## EXERCISE OBJECTIVE
Read through the listing, and wherever a line holds the word "below", return it.

## PROVIDED DATA
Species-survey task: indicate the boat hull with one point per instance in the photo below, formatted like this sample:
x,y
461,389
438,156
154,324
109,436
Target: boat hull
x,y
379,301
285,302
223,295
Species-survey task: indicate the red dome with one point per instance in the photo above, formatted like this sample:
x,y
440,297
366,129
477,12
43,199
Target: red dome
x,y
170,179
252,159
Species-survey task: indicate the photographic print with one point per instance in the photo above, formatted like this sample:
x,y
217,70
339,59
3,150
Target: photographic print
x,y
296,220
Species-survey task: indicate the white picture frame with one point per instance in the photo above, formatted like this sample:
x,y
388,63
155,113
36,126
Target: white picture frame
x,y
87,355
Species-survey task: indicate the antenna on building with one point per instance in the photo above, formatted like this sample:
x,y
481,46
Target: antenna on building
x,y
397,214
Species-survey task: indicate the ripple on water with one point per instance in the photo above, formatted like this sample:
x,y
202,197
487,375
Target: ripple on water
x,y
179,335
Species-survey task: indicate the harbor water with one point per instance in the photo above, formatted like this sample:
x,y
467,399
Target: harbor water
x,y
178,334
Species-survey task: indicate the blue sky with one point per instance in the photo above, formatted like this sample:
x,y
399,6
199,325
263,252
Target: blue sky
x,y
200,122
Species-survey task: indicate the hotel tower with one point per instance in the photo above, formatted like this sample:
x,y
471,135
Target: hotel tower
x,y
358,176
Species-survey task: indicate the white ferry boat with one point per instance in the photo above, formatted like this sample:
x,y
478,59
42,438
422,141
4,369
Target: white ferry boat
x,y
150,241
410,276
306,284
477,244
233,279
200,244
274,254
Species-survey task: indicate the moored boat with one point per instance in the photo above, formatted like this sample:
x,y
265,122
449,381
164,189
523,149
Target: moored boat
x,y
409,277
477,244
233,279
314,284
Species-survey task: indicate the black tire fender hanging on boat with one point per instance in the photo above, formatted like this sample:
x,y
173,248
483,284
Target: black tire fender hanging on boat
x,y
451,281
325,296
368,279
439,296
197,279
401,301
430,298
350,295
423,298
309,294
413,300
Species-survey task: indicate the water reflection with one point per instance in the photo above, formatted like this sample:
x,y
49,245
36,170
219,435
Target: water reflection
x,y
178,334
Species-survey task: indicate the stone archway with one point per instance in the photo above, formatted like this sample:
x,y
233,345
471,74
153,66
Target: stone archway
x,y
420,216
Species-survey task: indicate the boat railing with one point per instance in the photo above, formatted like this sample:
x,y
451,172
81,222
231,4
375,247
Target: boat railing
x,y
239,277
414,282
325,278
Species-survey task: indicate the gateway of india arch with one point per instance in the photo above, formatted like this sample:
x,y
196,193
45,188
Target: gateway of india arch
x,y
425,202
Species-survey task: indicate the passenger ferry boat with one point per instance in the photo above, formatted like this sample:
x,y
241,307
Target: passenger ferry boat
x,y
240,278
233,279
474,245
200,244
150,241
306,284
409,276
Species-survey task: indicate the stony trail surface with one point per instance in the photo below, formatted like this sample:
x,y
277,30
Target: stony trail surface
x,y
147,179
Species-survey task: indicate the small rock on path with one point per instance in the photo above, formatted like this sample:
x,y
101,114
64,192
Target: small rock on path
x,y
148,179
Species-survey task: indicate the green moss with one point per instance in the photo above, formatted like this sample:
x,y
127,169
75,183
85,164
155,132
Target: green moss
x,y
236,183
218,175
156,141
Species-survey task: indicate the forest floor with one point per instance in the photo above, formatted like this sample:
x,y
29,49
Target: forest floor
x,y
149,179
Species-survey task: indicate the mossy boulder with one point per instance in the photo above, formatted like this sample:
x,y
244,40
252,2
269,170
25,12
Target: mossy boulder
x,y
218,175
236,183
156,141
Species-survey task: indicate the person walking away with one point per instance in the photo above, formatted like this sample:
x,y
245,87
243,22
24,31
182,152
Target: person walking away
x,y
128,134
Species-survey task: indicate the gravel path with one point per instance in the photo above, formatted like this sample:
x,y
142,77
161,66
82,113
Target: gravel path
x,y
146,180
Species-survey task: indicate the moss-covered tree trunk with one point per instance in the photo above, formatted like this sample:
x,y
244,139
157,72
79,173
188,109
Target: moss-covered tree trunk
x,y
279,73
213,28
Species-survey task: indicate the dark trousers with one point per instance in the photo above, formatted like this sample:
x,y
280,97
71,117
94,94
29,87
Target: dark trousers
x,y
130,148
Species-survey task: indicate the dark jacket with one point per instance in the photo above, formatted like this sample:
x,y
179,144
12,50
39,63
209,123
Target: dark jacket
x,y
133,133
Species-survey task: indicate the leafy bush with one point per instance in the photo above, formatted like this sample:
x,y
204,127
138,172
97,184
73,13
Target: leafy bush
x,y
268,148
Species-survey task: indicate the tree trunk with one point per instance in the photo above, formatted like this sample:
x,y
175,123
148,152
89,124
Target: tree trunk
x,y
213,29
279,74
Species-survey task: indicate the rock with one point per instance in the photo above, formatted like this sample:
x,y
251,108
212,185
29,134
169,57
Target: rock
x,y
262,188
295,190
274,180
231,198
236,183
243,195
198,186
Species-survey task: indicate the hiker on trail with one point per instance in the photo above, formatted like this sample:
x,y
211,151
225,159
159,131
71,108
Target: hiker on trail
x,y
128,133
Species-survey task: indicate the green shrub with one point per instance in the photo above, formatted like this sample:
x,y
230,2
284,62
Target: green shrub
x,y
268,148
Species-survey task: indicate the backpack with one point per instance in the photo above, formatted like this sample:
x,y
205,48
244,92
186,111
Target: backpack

## TASK RESULT
Species-survey task: indicate the boat hull with one point per instance in the photo below, formatted like this sample:
Species-survey task: indicate the stony trail surface with one point per instance in the photo below, formatted like this sample:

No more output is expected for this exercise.